[Coordinate annotation records]
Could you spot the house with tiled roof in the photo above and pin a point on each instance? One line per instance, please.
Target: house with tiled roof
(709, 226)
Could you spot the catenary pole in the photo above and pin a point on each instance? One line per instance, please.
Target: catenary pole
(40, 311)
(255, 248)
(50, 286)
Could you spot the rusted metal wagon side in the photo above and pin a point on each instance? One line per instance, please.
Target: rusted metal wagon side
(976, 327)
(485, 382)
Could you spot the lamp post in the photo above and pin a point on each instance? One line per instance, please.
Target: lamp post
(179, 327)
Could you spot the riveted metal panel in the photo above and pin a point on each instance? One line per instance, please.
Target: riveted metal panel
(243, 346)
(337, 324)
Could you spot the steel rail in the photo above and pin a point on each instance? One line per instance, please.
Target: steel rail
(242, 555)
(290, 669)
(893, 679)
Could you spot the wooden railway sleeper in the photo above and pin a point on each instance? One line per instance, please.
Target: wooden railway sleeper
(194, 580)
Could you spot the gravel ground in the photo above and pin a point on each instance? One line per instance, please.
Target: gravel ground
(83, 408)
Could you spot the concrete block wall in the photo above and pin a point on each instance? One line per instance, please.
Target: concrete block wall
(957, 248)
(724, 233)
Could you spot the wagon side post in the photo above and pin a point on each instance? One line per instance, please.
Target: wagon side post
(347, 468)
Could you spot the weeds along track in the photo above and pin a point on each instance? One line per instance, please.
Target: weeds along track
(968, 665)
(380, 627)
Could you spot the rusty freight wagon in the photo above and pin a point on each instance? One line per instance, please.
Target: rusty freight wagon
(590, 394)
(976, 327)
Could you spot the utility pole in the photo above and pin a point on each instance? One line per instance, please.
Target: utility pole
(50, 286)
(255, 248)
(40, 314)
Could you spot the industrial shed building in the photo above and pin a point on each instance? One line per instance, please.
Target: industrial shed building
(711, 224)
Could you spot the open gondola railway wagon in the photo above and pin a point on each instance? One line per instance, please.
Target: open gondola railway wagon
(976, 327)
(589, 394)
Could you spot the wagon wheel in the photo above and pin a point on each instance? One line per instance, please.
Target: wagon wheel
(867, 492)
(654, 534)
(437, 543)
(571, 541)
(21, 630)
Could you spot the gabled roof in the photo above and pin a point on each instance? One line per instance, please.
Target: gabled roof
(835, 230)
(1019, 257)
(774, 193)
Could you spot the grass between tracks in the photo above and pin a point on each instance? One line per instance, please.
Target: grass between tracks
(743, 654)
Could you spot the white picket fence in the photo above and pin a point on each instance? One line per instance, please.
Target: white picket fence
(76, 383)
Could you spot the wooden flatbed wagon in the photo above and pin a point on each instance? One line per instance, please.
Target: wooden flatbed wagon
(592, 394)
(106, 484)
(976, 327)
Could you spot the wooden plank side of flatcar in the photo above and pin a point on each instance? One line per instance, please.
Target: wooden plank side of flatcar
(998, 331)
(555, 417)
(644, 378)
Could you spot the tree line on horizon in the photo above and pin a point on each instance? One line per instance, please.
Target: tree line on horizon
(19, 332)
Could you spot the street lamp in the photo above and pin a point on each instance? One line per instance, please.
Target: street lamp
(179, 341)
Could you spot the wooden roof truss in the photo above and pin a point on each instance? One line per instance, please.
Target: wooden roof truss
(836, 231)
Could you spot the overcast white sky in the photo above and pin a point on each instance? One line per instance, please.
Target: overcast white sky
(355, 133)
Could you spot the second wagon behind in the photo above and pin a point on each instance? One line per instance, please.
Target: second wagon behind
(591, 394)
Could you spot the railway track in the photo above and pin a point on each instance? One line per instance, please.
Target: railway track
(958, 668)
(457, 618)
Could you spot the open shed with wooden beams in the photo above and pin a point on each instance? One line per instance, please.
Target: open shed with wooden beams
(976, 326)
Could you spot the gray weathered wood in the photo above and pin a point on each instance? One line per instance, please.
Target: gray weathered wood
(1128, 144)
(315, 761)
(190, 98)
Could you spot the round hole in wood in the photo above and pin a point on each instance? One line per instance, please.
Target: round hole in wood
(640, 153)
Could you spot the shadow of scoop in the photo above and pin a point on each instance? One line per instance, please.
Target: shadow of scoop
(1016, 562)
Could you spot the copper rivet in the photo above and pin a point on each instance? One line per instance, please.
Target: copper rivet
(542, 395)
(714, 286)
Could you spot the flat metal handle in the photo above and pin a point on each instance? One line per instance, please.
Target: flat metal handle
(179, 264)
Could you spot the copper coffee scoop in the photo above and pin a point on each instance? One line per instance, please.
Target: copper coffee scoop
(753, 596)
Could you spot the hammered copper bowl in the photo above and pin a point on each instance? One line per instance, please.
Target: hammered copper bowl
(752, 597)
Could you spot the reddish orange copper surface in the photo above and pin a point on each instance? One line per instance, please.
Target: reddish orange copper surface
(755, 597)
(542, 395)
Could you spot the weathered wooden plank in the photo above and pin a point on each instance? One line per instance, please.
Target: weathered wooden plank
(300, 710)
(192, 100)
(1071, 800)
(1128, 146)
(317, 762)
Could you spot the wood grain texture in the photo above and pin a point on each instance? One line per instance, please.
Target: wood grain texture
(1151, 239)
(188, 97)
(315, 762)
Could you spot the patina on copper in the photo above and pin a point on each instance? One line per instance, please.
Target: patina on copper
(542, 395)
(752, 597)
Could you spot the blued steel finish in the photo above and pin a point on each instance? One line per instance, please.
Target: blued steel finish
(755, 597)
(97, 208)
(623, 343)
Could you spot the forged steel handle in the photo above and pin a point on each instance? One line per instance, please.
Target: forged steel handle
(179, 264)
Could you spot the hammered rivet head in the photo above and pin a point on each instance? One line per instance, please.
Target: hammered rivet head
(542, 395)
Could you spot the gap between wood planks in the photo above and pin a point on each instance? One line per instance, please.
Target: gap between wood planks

## Task to carry out
Copy every line exactly. Leave nothing out.

## Final result
Could you spot the house with tiled roof in the photo above and pin a point on each instance? One line per instance, please.
Target: house with tiled roof
(709, 226)
Could you spot the catenary pole in the photo above and pin a point on each instance? One line per instance, please.
Target: catenary pole
(40, 311)
(255, 248)
(50, 286)
Could you spot the rusted metal wagon side in the photo above and pin a point on each instance? One line per instance, please.
Target: rusted metal wagon side
(976, 327)
(485, 382)
Could you spot the lamp post in the photo above and pin a point on each instance? One line per instance, please.
Target: lamp post
(179, 327)
Could you spot the riveted metal panel in the photo above and pin a point on each instance? One line per instance, please.
Target: riveted metal panel
(243, 346)
(337, 324)
Could you spot the steel rail in the photo above and pin a point on each instance? One line per instance, please.
Target: steel rail
(242, 555)
(290, 669)
(893, 679)
Could you spot the wooden railway sleeper in the photo above and pin a point on each instance? One line per instance, please.
Target: wooden railway sleeper
(194, 580)
Could you spot the gravel ground in the photo above and pin a point on each instance? One line per instance, please.
Target: gravel ground
(83, 408)
Could you spot the concrete block wall in the photo above and pin a point on each instance? One line per instance, please.
Target: concrete block wall
(957, 248)
(724, 233)
Could you spot the wagon side post in the photo above and pin a point on each instance? One line per instance, please.
Target: wagon side post
(347, 468)
Could you spot the weeds along track in the photo above and pin a point on each instance? One line per instance, please.
Target: weeds along track
(968, 665)
(380, 627)
Could you spot the rusty freight wagon in the photo above and pin a point on each instance? One line per instance, please.
Target: rusty freight wagon
(590, 394)
(976, 327)
Could you spot the utility pole in the photo above and pin a point on each instance? One line per instance, please.
Target: utility pole
(50, 286)
(255, 248)
(40, 314)
Could you spot the industrial shed building in the photo above and pin a point on each instance? One line per instance, please.
Target: industrial shed building
(711, 224)
Could you spot the open gondola railway wagon in the photo above and pin a point on each instance? One line per instance, please.
Target: open gondola railway wagon
(976, 327)
(589, 394)
Could you spot the wagon wheel in the photo above and pin a point on each instance? One line per instance, please.
Target: wagon wheel
(867, 492)
(654, 534)
(437, 543)
(571, 541)
(21, 630)
Could you spot the gabled roof in the photo above and pin a point on each instance? One line per instance, please.
Target: gabled roof
(835, 230)
(1019, 257)
(774, 193)
Could you spot the grass between tracks in the photo above and pin a point on each instance? One line per instance, please.
Target: grass between tracks
(743, 654)
Could you spot the white picket fence in the photo above and pin a point on each instance? One line per instance, please.
Target: white picket fence
(76, 383)
Could you spot the wooden flatbed wagon in the photo above and pin a point on each instance? One line per instance, please.
Target: wooden flatbed wagon
(592, 394)
(106, 484)
(976, 327)
Could you spot the wooden plank side of flatcar in the photo above and pin a point on each instance? One line per instance, please.
Target: wooden plank side of flatcar
(998, 331)
(555, 417)
(644, 378)
Could you spot the tree line on horizon in the photo above and pin a point on each instance? One line per instance, please.
Target: tree line on horizon
(19, 332)
Could you spot the street lamp in the photo above and pin a point on each instance? One line per instance, please.
Target: street lamp
(179, 341)
Could you spot the wooden roof truss in the photo above and pin a point on each instance? One line per instance, please.
Target: wooden roof truss
(836, 231)
Could you spot the overcast white sky in the photo above and pin a point on each instance? One line per instance, please.
Target: overcast white sky
(355, 133)
Could you spot the second wagon behind in the photo above and pin a point on each instance? One line per instance, please.
Target: second wagon behind
(591, 394)
Could you spot the railway track in the photo above and pin a point on each instance? One line per instance, please.
Target: railway track
(958, 668)
(457, 618)
Could you spot the open shed with wooden beams in the photo above and pin a point on each instance? One line per instance, please.
Target: open shed with wooden beams
(976, 326)
Could you spot the gray weathered wood in the photo above and pin a point on each instance? One line per instance, please.
Target: gray weathered wood
(1128, 144)
(315, 761)
(190, 98)
Could you spot the round hole in wood in the photo above and pin a point on each instance? One line per instance, please.
Target: round hole in wood
(640, 153)
Could you spot the shadow of scoop in the photo above and pin a point on each instance? One line per instance, please.
Target: shadow of scoop
(1016, 562)
Could you spot the copper rivet in the photo above and pin a point on each instance? One line per instance, please.
Target: copper rivet
(542, 395)
(714, 286)
Could you spot the flat metal handle in the photo above and pin a point on each instance? One line per instance, please.
Target: flat metal handle
(179, 264)
Could you spot the copper coffee scoop in the photo above and pin a point on each instance? One line per instance, please.
Target: copper coffee scoop
(753, 596)
Could you spot the hammered copper bowl in the photo above and pin a point on each instance? One line per instance, please.
Target: hammered copper bowl
(752, 597)
Could you spot the reddish orange copper surface in the photo above and pin a point on each instance? One line per instance, please.
Target: reddish orange copper surface
(755, 597)
(542, 395)
Could you spot the weathered wooden plank in the photo above and pin a point on each instance? One line per instance, please.
Target: weathered wooden plank
(300, 710)
(192, 100)
(1071, 800)
(1128, 146)
(317, 762)
Could you spot the wood grain texture in the photo above and pin a point on each instance? One line per instance, please.
Target: wood grain texture
(1151, 239)
(188, 97)
(315, 762)
Could you spot the patina on copper in the photo above and pin a point on each instance? One line per instance, please.
Target: patina on copper
(542, 395)
(752, 597)
Could you spot the blued steel finish in the photo above and pin a point on each instance? One line per instance, please.
Target: blued steel finish
(755, 597)
(97, 208)
(623, 343)
Could you spot the forged steel handle in the photo above and pin a point on each instance? One line per instance, please.
Target: forged steel handle
(179, 264)
Could you spot the hammered rivet head in the photo above and pin a point on each instance? One line per instance, please.
Target: hammered rivet head
(542, 395)
Could you spot the gap between wood planks in the photo above and pin a point on each instance? One line per instance, please.
Target: gap between wood planks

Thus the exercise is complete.